begin PAGE TEXT

| Taxis are a popular means of getting 
              around in Shanghai. It isn't that the Shanghainese and the expats-the 
              Japanese and the Taiwanese are the two largest communities-don't 
              like the subway, parts of it spiffy and four impressive levels down 
              into the bowels of the earth. It's just that the subway doesn't 
              go everywhere like the London Underground does. Then, there's the 
              rain: short, intense, eccentric bursts of it that necessitate a 
              dive for the nearest cab. Chances are, then, that if you've been 
              to Shanghai you've taken a cab, likely one belonging to the Shanghai 
              Dazhong Taxi Co, the largest in the city. Dazhong is no ordinary 
              taxi company. It was set up in 1989 under the supervision of then 
              Deputy Premier Zhu Rongji (now premier), and was amongst China's 
              first attempts to repurpose employees of its large, cumbersome, 
              ailing public sector (the term of choice is State-owned Enterprises, 
              SoEs) that accounts for anything between 40 and 70 per cent of the 
              country's economy depending on your source of information. Thus, 
              when Liu Jin Ping, Shanghai's Vice Chairman (the equivalent of a 
              Minister of State in India) of the Foreign Economic Relations & 
              Trade Commission and the Foreign Investment Commission, says the 
              city has been able to "restructure SoEs by laying off close 
              to 1 million workers and retrain them to work in the tertiary sector 
              (read: services)", he is referring to initiatives like Dazhong 
              Taxi, many of whose cab drivers are former steel workers. Today, 
              adds Liu, SoEs account for 70 per cent of Shanghai's economy (down 
              from 90 per cent in the 1990s), and the tertiary sector's share 
              in the economy is up to 60 per cent. Shanghai's experiment with 
              taxis is germane to the larger problem China, as a whole, faces: 
              a 10 per cent reduction in the 150 million SoE workforce over the 
              next eight years (up to 2010) translates into the need to create 
              1.8 million new jobs a year; exacerbating things are the organic 
              growth in the population and surplus agricultural labour, which 
              require the creation of another 2.3 to 2.7 million jobs a year. 
              Taxi companies and utilities, however, can only do so much, and 
              China is counting on the emergence of organised retail, and the 
              imminent divestment of some SoEs to help address the issue.

end PAGE TEXT
begin DATASET RECORDS

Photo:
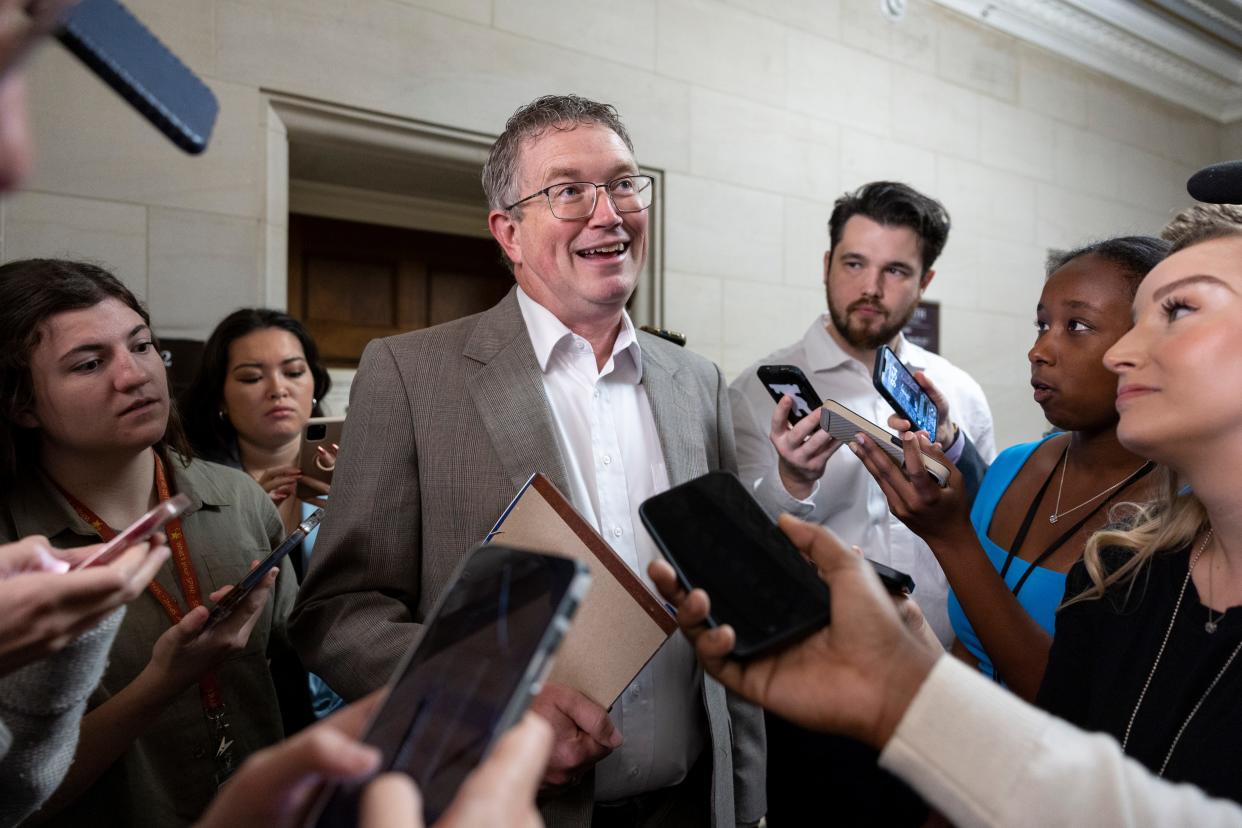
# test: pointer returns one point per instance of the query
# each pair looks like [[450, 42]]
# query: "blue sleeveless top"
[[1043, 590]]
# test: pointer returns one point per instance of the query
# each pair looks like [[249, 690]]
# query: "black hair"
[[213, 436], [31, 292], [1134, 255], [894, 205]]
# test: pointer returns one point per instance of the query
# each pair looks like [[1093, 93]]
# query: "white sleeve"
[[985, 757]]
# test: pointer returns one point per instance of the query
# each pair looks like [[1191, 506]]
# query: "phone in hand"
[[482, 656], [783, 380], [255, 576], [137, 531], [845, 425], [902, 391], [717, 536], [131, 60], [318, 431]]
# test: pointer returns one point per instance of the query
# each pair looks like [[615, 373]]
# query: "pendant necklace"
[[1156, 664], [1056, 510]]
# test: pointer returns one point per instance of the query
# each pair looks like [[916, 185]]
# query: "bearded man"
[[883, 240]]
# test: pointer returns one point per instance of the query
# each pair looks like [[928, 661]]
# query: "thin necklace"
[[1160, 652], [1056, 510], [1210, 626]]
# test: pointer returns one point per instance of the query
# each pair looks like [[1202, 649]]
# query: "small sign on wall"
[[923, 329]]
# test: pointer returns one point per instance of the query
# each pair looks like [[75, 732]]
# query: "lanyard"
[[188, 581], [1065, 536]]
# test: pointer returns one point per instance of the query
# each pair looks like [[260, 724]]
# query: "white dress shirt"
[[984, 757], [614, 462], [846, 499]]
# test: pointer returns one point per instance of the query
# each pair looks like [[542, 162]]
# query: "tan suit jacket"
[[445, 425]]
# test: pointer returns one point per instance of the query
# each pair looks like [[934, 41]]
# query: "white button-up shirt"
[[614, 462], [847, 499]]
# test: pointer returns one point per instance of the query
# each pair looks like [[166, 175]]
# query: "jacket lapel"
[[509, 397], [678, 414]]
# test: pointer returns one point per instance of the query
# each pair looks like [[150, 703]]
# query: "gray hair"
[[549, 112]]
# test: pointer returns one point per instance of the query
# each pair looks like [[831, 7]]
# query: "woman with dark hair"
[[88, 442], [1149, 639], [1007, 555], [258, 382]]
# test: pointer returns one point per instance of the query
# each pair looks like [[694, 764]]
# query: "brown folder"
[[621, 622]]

end DATASET RECORDS
begin DATASET RECORDS

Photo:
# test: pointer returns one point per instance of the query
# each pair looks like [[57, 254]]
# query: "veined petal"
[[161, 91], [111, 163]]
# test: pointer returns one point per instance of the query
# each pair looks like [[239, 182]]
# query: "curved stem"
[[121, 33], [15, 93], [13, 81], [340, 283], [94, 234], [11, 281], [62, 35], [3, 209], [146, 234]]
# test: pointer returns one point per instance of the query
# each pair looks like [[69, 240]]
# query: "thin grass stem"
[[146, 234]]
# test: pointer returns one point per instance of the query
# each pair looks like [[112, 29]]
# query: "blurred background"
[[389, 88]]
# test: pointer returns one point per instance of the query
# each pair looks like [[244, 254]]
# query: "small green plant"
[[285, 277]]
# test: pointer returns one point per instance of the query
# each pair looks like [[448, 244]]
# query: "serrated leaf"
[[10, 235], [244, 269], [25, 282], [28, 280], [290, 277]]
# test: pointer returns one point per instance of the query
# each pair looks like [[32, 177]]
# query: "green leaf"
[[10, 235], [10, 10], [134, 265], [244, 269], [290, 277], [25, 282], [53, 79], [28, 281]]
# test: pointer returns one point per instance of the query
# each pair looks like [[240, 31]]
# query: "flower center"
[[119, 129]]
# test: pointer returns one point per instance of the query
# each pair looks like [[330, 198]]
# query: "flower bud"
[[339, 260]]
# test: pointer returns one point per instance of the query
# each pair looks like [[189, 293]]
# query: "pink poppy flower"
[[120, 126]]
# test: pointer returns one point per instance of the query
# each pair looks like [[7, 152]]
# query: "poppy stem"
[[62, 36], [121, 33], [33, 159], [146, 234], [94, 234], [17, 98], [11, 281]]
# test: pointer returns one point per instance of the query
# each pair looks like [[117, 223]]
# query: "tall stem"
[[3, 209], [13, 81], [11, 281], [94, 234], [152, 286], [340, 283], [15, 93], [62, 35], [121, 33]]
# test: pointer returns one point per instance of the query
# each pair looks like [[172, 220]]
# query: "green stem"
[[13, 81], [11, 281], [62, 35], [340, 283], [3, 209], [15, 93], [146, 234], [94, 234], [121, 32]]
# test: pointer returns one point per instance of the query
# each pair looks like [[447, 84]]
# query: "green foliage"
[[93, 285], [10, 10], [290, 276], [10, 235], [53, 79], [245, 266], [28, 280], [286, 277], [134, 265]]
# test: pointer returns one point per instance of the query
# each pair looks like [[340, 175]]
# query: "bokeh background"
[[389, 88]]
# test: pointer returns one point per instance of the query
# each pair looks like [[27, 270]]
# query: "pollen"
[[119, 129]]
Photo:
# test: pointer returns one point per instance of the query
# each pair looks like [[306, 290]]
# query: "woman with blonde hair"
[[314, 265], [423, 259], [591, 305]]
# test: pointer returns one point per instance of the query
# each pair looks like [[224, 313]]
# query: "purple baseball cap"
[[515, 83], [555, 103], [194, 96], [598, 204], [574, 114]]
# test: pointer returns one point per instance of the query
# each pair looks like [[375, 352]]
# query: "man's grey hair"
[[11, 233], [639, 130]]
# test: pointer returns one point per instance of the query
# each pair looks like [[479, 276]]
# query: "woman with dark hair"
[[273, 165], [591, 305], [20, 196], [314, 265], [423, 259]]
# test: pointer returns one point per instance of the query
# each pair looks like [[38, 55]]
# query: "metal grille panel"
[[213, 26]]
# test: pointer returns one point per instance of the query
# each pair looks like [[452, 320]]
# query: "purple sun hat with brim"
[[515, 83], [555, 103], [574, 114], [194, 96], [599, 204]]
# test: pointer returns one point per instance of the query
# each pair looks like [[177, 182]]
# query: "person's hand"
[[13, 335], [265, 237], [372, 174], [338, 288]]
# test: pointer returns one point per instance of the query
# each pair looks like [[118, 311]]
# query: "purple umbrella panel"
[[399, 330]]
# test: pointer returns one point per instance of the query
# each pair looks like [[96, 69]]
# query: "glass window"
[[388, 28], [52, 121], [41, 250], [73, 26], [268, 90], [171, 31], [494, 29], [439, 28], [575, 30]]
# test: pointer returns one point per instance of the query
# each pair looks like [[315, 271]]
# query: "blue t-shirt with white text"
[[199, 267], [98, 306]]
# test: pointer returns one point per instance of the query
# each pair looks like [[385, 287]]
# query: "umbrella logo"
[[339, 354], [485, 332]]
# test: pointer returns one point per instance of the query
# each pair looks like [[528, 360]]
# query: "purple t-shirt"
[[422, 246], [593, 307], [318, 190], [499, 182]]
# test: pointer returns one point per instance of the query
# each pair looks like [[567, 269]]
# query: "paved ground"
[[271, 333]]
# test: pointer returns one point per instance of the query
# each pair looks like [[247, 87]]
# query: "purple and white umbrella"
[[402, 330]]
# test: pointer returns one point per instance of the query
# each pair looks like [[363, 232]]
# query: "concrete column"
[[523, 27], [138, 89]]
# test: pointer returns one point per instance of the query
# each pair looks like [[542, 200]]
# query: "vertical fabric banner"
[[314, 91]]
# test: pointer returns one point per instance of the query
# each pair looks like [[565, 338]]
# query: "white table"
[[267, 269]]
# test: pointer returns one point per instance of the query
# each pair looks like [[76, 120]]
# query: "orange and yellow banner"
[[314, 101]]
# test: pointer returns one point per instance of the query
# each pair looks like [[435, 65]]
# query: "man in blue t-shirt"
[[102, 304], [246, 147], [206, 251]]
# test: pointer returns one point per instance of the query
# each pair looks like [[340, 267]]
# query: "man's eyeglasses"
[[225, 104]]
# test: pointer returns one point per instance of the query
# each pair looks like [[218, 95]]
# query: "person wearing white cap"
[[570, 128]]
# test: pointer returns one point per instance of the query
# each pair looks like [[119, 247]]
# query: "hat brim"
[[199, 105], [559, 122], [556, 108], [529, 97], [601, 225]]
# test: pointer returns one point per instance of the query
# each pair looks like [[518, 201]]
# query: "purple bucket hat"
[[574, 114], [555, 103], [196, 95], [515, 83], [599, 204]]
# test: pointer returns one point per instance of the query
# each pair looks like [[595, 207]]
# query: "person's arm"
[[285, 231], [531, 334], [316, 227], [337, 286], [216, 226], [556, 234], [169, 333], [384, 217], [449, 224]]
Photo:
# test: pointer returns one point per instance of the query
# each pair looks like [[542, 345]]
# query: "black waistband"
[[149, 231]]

end DATASET RECORDS

▶ [GOAL] Repeat the Shanghai taxi text from "Taxi companies and" to "address the issue.", switching "utilities" to "power companies".

▶ [EXERCISE RESULT]
Taxi companies and power companies, however, can only do so much, and 
              China is counting on the emergence of organised retail, and the 
              imminent divestment of some SoEs to help address the issue.